**Source document:**

'''

I read a piece today about why women's gains in academia haven't translated into gains in the workplace by Garance Franke-Ruta. I'm not an academic---I'm a businesswoman. I don't so research, and it was really nice to read this piece from someone who has done that particular legwork. I remember being interviewed by this writer in 2008 or so when she worked at the Washington Post. She called me half an hour before her deadline, and the interview was memorable for the fact that she sounded weary, rude, and completely uninterested in the topic of sexism in the election and its consequences. I just assumed she was having a bad day and was writing about our protest against the sexism because  everyone else was. I certainly was unable to pique any interest whatsoever in the topic at hand, and in those days, my phone was ringing off the hook with interview requests. So I was shocked to see such an excellent and in-depth piece about why women aren't making it to the top in spite of their dominance in universities. It's a thought provoking read.....

We need for all of these women who are inclined to speak up to do just that. Every one of them is contributing to fleshing out the full picture as to why women have so completely stalled out. I'll continue to write and talk about all of it because that is my particular contribution. I am like that dog who grabs on to your pant leg and won't let go. I am loud, and if it is something I believe in, I won't stop until either the solution is found or I am six feet under. I've been fighting this thing for over 40 years, and we've made some progress. But there is much more to be done until the dream is realized, that dream of women leading with their own particular brand of leadership. Sure there are women whose style isn't likeable. But that doesn't mean women shouldn't be rising. If anything it is proof that MORE women should be rising.

At any rate, it is just really really gratifying to watch this conversation take place. Let's keep it going.....

Thursday, March 14, 2013

The Hoopla Around Sheryl Sandberg's Book

Cynthia Ruccia



Ok----I haven't even READ the book. I meant to read it. I intended to download it into my kindle and stay up all night Monday to read it. And then I meant to write about it on Tuesday. Clearly none of that happened as I got too busy with other things.

However that hasn't stopped me from being inundated with comments about the book and reading much of what has been written about it both online and beyond. Sad to say, once more a woman has stuck her neck out and is paying the price for it. Now I don't mean to sound whiny about this. As Harry Truman famously said, if you can't take the heat get out of the kitchen. And he is correct.

'''

**Tasks for this exercise:**
#1 Answer these questions using the blog text on women's advancement:
(a) Which newspaper employed Garance Franke-Ruta when she interviewed the writer?
(b) For how many years has the writer been fighting for women's advancement?
(c) Who is quoted as saying that if you can't take the heat you should get out of the kitchen?
#2 Print the part of the blog text on women's advancement between "We need for" and "should be rising.", inclusive.

**Entries provided:**
'''

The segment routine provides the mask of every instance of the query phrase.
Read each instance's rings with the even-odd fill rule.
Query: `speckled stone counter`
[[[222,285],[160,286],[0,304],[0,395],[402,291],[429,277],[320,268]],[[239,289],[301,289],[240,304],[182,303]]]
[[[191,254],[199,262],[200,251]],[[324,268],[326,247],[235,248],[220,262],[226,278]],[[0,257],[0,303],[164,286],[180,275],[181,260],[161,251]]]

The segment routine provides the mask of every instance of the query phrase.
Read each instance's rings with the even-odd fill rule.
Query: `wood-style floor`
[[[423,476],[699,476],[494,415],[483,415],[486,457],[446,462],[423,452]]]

'''
'''

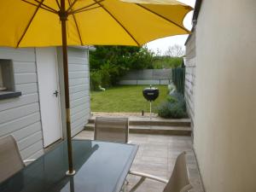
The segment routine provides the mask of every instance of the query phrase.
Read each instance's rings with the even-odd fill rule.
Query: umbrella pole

'''

**Outputs for the tasks:**
#1
(a) The Washington Post
(b) Over 40 years
(c) Harry Truman

#2
We need for all of these women who are inclined to speak up to do just that. Every one of them is contributing to fleshing out the full picture as to why women have so completely stalled out. I'll continue to write and talk about all of it because that is my particular contribution. I am like that dog who grabs on to your pant leg and won't let go. I am loud, and if it is something I believe in, I won't stop until either the solution is found or I am six feet under. I've been fighting this thing for over 40 years, and we've made some progress. But there is much more to be done until the dream is realized, that dream of women leading with their own particular brand of leadership. Sure there are women whose style isn't likeable. But that doesn't mean women shouldn't be rising. If anything it is proof that MORE women should be rising.